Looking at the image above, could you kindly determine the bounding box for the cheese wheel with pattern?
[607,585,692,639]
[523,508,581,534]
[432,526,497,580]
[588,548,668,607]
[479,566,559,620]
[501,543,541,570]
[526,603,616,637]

Instructions for the task: What is needed is a word-for-word copy of all the records above.

Answer section:
Looking at the image above, could you kindly determine the bounding box for the cheese wheel with pattern?
[607,585,692,639]
[523,508,581,534]
[432,526,497,580]
[588,548,668,607]
[479,566,559,620]
[501,543,541,570]
[526,603,616,637]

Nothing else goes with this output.